◆ Text segment ◆
I did speak wth a Physical Therapist who said to start slower and slower. I'm going pretty slow now.

Has anyone else had this experience? What did you do?
Alex

Diagnosis: Jan 2010, OMS April 2010.
I have always stopped exercising when the tingling started up. As suggested by my first neurologist, I interpret tingling to mean I need more bed rest. You know how it goes. Nothing will help get rid of MS symptoms more effectively than a good MS diet and bed rest, bed rest, bed rest. Also, I think sun bathing helps me heal up from MS problems. I would sit in a nice comfortable chair and rest in the sun for 20 minutes or so each day.

◆ Tasks to carry out ◆
A – Repeat the portion of the MS forum thread starting with "Has anyone else" and going on through "so each day.".
B – In the MS forum thread, why does the reply beginning "I have always stopped exercising" treat tingling as a signal to stop?
C – Can you resume the MS forum thread from where it stops?

◆ Listed records ◆
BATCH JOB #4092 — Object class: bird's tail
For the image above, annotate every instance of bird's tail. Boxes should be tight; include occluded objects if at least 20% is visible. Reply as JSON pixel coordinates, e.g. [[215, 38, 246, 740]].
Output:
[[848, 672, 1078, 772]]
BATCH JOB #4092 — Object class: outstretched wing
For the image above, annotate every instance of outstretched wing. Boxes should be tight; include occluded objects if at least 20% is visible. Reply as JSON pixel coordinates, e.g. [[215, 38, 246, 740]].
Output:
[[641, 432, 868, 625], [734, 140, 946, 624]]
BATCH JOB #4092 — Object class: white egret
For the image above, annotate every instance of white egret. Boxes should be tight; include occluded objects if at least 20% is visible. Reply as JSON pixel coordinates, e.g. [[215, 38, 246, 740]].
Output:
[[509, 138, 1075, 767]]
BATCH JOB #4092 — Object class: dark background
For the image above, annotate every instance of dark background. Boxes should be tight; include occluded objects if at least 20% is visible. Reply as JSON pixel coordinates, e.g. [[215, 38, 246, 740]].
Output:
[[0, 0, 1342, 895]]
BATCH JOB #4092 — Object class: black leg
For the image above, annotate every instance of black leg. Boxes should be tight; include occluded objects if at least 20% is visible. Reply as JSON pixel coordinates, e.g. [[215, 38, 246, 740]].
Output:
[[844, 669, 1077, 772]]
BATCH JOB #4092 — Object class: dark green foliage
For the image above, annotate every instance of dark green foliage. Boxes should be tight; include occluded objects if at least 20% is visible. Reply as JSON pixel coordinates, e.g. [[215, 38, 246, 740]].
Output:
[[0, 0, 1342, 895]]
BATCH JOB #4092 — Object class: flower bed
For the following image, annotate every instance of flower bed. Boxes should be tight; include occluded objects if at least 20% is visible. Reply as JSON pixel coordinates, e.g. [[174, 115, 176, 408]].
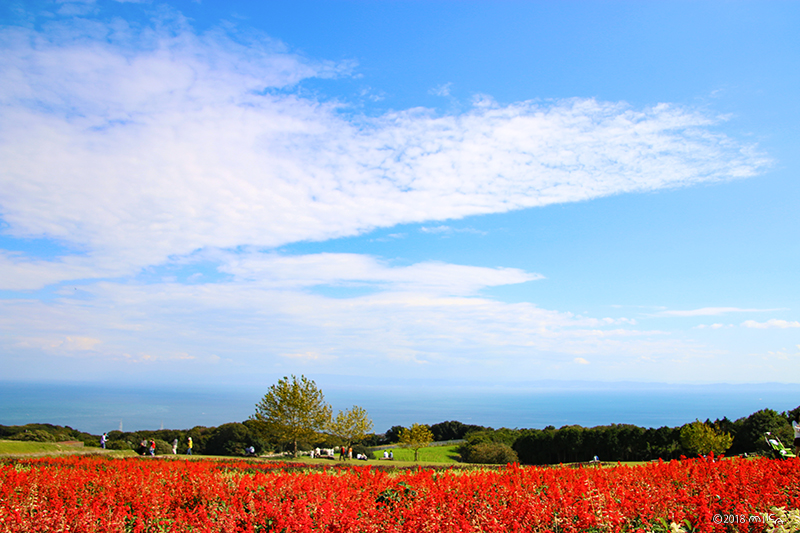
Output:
[[0, 450, 800, 533]]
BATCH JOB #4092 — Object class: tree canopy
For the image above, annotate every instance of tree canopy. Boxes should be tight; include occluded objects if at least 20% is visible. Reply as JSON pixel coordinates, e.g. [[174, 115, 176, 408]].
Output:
[[400, 424, 433, 461], [328, 405, 372, 447], [680, 420, 733, 455], [252, 375, 331, 455]]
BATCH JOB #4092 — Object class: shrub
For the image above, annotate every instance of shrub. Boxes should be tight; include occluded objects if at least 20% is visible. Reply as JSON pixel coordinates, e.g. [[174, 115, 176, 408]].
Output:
[[459, 442, 519, 465], [9, 429, 56, 442], [106, 440, 133, 450]]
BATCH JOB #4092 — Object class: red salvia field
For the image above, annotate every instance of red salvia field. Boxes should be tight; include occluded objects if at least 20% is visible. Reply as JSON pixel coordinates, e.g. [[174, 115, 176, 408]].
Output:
[[0, 457, 800, 533]]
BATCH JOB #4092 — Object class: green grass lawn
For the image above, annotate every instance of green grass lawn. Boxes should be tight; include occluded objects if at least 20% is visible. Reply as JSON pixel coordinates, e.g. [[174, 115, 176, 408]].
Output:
[[384, 445, 459, 463]]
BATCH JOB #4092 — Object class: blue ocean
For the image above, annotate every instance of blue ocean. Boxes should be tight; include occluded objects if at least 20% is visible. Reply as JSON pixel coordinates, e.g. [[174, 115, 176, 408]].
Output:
[[0, 382, 800, 434]]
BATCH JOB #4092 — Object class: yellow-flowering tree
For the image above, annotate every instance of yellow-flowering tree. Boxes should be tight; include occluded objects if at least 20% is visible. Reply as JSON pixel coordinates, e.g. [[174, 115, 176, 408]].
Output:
[[681, 420, 733, 455], [400, 424, 433, 461]]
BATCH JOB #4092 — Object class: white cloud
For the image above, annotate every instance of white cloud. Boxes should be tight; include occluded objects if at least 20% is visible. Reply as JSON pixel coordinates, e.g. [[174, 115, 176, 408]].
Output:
[[742, 318, 800, 329], [655, 307, 774, 317], [0, 17, 767, 288]]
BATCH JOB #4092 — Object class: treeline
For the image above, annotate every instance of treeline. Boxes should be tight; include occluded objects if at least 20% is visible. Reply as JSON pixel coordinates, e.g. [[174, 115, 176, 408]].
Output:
[[438, 407, 800, 465], [0, 424, 100, 446], [6, 407, 800, 465]]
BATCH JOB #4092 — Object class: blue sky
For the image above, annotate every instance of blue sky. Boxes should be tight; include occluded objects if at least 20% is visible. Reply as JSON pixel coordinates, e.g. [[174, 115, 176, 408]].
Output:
[[0, 1, 800, 404]]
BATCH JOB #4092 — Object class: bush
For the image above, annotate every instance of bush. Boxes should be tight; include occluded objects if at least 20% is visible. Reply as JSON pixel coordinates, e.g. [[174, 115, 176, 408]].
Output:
[[106, 440, 133, 450], [459, 442, 519, 465], [8, 429, 56, 442]]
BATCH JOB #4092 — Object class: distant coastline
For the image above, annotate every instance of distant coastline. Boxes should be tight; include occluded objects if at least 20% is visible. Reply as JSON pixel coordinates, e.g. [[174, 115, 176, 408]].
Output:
[[0, 382, 800, 434]]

◆ Answers by item ◆
A –
Has anyone else had this experience? What did you do?
Alex

Diagnosis: Jan 2010, OMS April 2010.
I have always stopped exercising when the tingling started up. As suggested by my first neurologist, I interpret tingling to mean I need more bed rest. You know how it goes. Nothing will help get rid of MS symptoms more effectively than a good MS diet and bed rest, bed rest, bed rest. Also, I think sun bathing helps me heal up from MS problems. I would sit in a nice comfortable chair and rest in the sun for 20 minutes or so each day.

B – The writer's first neurologist suggested reading tingling as a sign that more bed rest is needed. So when the tingling starts, the writer stops exercising and rests.

C –
Alex...I think Rebecca's suggestions are good...rest is really critical. I also like to exercise (a lot) and became rather frustrated when I experienced the 'tingling' during or after my training sessions. For me, it was a clear signal I went over my boundary for that day and the tingling usually meant a bit of discomfort unless I rested for a few hours - or in one case a couple of days. I pay attention to my body's signals more now and ease up on the exercise when I notice the tingling - or just work up to more aggressive fitness much slower than before. For instance, I like to jog and a few months ago I was getting the tingling if I pushed to 30 minutes and often needed a few days to recover. I slowly persisted and built up my stamina with quite a lot of patience and today I can push it to about 45-minutes to one hour - but, as I found out last week - I still need the rest of a couple days after such a run. I've also found mixing exercise works quite well...so, in addition to jogging, I have mixed in swimming, weight training and even just walking. The cross-training seems to help build up my strength...as does a daily stretching ritual. Good luck with your fitness and keep listening to your body...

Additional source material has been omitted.